_Aim 1_
Retype the passage on Black electronic dance music from "Teklife, Ghettoville, Eski" to "the contemporary city.", keeping every word and mark unchanged.
_Aim 2_
Extend the passage on Black electronic dance music, picking up after its final sentence.

_Given text_
++++

Teklife, Ghettoville, Eski argues that Black electronic dance music produces sonic ecologies of Blackness that expose and reorder the contemporary racialization of the urban—ecologies that can never be reduced simply to their geographical and racial context. Dhanveer Singh Brar makes the case for Black electronic dance music as the cutting-edge aesthetic project of the diaspora, which due to the music's class character makes it possible to reorganize life within the contemporary city.

Closely analysing the Footwork scene in South and West Chicago, the Grime scene in East London, and the output of the South London producer Actress, Brar pays attention to the way each of these critically acclaimed musical projects experiments with aesthetic form through an experimentation of the social. Through explicitly theoretical means, Brar foregrounds the sonic specificity of 12" records, EPs, albums, radio broadcasts, and recorded performances to make the case that Footwork, Grime, and Actress dissolve racialized spatial constraints that are thought to surround Black social life.

++++

_Supplied entries_
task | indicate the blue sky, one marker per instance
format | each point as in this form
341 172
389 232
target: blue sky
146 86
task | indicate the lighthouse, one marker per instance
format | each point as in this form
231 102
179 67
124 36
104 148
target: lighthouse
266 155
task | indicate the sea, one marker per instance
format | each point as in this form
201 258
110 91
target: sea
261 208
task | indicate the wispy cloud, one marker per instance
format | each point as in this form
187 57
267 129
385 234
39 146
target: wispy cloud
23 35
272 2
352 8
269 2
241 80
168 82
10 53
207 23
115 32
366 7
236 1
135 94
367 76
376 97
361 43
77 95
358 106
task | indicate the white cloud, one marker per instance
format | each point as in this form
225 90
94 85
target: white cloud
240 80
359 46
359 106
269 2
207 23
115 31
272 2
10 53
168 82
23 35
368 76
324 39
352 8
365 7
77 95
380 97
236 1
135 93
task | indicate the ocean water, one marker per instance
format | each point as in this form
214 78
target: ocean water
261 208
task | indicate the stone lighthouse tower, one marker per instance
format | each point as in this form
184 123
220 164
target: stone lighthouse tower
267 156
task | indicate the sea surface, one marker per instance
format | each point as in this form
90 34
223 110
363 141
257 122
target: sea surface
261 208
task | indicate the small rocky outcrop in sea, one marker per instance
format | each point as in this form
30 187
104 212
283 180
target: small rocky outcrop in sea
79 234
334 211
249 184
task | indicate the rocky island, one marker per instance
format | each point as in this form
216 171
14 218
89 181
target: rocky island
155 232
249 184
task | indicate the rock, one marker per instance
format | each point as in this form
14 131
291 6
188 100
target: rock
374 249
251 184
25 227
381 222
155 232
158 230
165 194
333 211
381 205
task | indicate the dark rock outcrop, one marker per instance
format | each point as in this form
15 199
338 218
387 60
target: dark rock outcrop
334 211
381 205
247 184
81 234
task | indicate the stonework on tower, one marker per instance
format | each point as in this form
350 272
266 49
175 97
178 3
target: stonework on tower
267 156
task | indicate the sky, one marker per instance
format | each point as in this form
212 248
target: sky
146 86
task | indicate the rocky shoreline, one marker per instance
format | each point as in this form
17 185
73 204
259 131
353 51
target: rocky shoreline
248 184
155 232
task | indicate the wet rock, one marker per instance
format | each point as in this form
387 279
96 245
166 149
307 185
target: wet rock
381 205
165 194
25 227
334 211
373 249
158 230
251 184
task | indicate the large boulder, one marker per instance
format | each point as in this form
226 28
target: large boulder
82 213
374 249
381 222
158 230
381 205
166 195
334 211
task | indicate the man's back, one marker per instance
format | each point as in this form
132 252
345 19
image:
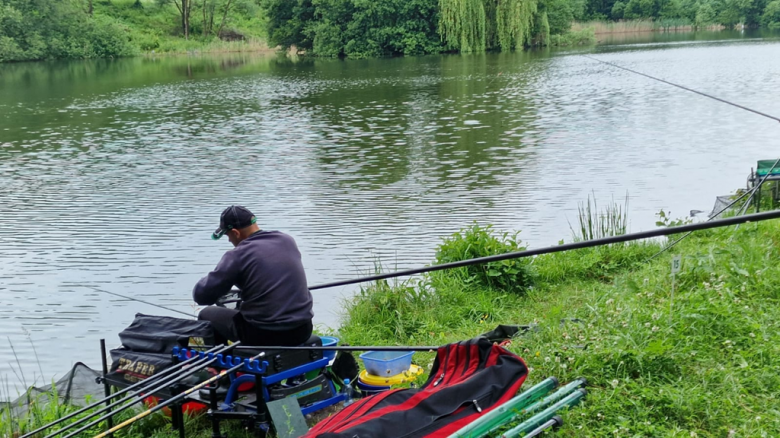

++++

_Right answer 1_
Teklife, Ghettoville, Eski argues that Black electronic dance music produces sonic ecologies of Blackness that expose and reorder the contemporary racialization of the urban—ecologies that can never be reduced simply to their geographical and racial context. Dhanveer Singh Brar makes the case for Black electronic dance music as the cutting-edge aesthetic project of the diaspora, which due to the music's class character makes it possible to reorganize life within the contemporary city.

_Right answer 2_
Pushing the critical debates concerning the phonic materiality of Blackness, undercommons, and aesthetic sociality in new directions, Brar rethinks these concepts through concrete examples of contemporary Black electronic dance music production that allows for a theorization of the way Footwork, Grime, and Actress have--through their experiments in Blackness--generated genuine alternatives to the functioning of the city under financialized racial capitalism.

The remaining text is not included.